CHALLENGE:
Could you rewrite only the entries between the line holding "Annotation task — tag the bird's wing" and the line holding "[(373, 139)]", inclusive, changing "bird's wing" to "bird's tail" and leaving everything else untouched?
=======
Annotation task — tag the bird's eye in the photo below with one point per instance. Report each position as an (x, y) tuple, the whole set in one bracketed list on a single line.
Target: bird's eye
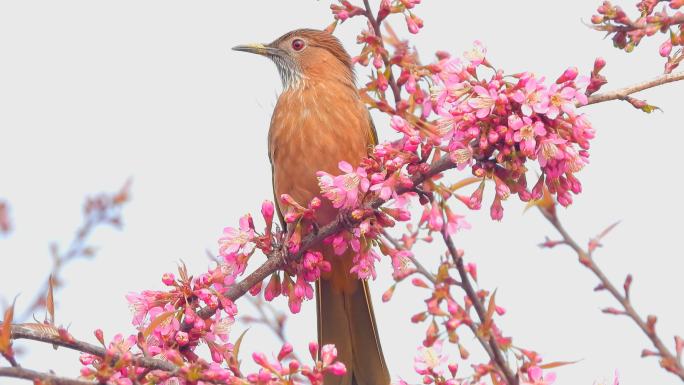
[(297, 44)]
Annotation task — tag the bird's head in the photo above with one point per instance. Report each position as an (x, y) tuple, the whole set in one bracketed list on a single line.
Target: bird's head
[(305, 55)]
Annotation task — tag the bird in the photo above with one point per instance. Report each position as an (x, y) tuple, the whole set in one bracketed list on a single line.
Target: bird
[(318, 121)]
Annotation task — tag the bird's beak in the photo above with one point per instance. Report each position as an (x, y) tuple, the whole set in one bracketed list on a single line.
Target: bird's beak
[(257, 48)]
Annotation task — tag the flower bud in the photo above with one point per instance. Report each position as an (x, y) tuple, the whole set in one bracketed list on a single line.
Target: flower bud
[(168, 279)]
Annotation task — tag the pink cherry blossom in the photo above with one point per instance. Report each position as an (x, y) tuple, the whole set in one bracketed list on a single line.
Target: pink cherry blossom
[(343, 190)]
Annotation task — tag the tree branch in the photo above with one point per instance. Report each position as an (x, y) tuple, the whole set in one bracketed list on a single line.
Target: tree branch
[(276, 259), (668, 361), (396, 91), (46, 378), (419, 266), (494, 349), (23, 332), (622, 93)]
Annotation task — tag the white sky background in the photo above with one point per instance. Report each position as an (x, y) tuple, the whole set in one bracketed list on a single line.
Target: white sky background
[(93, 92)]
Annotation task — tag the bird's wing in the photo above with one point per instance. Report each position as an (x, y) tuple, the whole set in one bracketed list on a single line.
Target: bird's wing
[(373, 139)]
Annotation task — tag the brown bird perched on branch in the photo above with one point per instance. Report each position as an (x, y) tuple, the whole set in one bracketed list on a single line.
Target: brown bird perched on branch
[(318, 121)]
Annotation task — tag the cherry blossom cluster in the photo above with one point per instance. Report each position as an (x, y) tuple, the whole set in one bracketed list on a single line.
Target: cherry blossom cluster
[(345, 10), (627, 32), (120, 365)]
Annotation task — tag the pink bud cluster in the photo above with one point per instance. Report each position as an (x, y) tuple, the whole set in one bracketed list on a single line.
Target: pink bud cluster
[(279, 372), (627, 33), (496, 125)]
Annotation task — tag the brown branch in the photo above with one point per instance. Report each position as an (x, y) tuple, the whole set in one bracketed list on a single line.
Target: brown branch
=======
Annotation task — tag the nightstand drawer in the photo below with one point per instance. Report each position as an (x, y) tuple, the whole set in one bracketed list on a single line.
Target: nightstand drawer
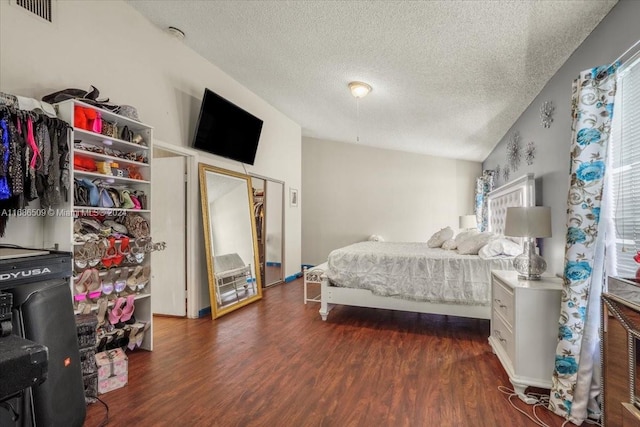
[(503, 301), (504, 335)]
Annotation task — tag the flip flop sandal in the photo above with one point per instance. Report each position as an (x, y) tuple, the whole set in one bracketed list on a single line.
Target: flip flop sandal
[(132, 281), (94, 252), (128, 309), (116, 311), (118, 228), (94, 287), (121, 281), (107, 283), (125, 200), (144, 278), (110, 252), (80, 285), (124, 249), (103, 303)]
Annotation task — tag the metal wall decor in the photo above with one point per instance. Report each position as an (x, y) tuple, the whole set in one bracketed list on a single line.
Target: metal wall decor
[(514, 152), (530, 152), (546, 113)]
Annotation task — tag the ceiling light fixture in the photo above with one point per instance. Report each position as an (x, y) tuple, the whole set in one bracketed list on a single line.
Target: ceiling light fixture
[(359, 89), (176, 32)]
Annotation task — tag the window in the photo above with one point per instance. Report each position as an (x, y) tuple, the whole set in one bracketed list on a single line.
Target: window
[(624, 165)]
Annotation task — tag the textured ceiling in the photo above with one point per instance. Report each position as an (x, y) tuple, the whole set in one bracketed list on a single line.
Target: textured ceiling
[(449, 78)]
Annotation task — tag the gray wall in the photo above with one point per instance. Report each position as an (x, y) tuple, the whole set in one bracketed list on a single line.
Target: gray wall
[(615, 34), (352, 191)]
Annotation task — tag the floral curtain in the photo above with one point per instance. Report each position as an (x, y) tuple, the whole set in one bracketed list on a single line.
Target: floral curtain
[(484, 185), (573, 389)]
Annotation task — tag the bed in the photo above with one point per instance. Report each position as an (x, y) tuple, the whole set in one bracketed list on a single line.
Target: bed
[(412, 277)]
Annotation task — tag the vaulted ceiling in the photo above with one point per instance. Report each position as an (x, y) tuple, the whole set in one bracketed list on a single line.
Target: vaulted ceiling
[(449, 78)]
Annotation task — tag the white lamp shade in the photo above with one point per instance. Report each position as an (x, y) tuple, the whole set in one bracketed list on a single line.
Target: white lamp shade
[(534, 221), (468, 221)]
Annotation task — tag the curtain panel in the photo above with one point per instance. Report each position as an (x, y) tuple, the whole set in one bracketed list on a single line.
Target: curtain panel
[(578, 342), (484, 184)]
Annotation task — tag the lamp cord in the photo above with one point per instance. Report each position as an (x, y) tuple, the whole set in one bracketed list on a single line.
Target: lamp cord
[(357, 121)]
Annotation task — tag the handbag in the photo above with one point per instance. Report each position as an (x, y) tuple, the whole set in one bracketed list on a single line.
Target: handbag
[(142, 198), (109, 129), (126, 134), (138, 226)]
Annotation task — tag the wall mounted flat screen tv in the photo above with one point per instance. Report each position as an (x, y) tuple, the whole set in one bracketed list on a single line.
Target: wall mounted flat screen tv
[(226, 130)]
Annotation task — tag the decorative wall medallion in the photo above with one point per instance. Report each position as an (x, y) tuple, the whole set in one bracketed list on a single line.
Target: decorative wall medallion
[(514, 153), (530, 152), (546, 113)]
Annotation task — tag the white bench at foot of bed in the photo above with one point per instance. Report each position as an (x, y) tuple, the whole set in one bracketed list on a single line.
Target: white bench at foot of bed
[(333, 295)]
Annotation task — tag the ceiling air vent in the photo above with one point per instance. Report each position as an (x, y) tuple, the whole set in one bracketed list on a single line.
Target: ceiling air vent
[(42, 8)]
=======
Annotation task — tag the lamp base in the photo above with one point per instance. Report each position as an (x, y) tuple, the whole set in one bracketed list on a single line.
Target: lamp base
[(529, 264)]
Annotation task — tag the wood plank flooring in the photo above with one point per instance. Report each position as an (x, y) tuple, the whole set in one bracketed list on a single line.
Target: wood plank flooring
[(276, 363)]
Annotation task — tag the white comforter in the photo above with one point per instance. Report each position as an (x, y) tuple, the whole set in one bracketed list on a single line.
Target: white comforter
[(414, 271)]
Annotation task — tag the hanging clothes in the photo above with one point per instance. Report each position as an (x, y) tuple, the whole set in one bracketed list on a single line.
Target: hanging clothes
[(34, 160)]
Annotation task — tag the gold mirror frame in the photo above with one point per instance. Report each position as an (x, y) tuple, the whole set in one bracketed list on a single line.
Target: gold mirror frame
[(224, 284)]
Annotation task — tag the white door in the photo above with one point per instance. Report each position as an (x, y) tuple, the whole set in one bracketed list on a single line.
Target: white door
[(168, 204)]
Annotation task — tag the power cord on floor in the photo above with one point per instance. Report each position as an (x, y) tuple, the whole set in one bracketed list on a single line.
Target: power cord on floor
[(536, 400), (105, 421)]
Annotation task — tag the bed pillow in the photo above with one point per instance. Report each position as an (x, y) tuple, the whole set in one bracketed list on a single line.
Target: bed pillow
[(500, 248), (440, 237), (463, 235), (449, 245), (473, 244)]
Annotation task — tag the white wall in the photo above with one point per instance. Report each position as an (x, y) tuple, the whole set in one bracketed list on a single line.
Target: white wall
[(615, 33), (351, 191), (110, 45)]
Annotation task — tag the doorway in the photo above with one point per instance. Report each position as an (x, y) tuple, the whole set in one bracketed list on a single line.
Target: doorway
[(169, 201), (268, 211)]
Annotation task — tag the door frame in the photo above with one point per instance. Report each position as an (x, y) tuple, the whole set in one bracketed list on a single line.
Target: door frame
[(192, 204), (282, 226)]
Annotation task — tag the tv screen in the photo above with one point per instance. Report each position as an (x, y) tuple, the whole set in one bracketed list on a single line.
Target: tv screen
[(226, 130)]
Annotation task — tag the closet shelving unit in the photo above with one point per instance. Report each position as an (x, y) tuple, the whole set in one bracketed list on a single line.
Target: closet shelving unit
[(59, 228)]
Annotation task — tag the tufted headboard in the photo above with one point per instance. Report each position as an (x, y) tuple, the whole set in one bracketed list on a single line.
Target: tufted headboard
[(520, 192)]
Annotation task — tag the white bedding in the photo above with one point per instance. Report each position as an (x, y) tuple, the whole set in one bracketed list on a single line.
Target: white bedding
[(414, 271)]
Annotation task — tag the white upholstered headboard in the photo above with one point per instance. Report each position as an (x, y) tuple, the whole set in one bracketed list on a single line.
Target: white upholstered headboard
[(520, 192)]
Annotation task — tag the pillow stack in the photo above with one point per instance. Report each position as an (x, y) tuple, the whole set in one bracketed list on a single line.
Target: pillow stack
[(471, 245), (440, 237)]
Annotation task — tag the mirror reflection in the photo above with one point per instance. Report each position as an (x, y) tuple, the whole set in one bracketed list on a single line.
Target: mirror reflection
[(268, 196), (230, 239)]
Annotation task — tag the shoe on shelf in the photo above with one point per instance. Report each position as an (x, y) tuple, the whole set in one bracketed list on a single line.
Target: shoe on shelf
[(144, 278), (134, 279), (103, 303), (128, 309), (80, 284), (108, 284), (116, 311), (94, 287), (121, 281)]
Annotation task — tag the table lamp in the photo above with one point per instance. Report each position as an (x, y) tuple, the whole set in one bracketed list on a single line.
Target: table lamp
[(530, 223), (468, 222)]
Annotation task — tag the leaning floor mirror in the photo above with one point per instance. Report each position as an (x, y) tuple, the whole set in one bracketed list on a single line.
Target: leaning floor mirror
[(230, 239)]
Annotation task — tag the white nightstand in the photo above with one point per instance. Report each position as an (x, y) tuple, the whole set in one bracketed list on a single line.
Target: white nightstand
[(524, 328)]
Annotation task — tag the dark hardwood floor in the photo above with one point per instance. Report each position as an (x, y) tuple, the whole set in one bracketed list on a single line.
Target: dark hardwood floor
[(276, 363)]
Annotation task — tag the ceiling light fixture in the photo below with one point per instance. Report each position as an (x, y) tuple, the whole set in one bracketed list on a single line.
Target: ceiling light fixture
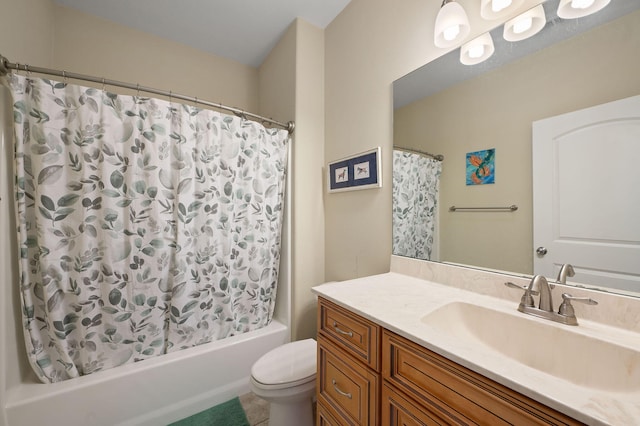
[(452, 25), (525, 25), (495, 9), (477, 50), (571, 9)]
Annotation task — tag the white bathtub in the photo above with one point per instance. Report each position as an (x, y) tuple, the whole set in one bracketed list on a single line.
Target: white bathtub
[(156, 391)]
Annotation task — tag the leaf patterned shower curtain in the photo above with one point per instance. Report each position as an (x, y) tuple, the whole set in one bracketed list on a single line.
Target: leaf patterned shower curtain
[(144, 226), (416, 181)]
=======
REPLY:
Annotation task — tag the bird's tail in the photo above with one point per instance. Report each position as an (x, y) tuple, the whole set in one bracketed list on a single line.
Target: bird's tail
[(373, 139)]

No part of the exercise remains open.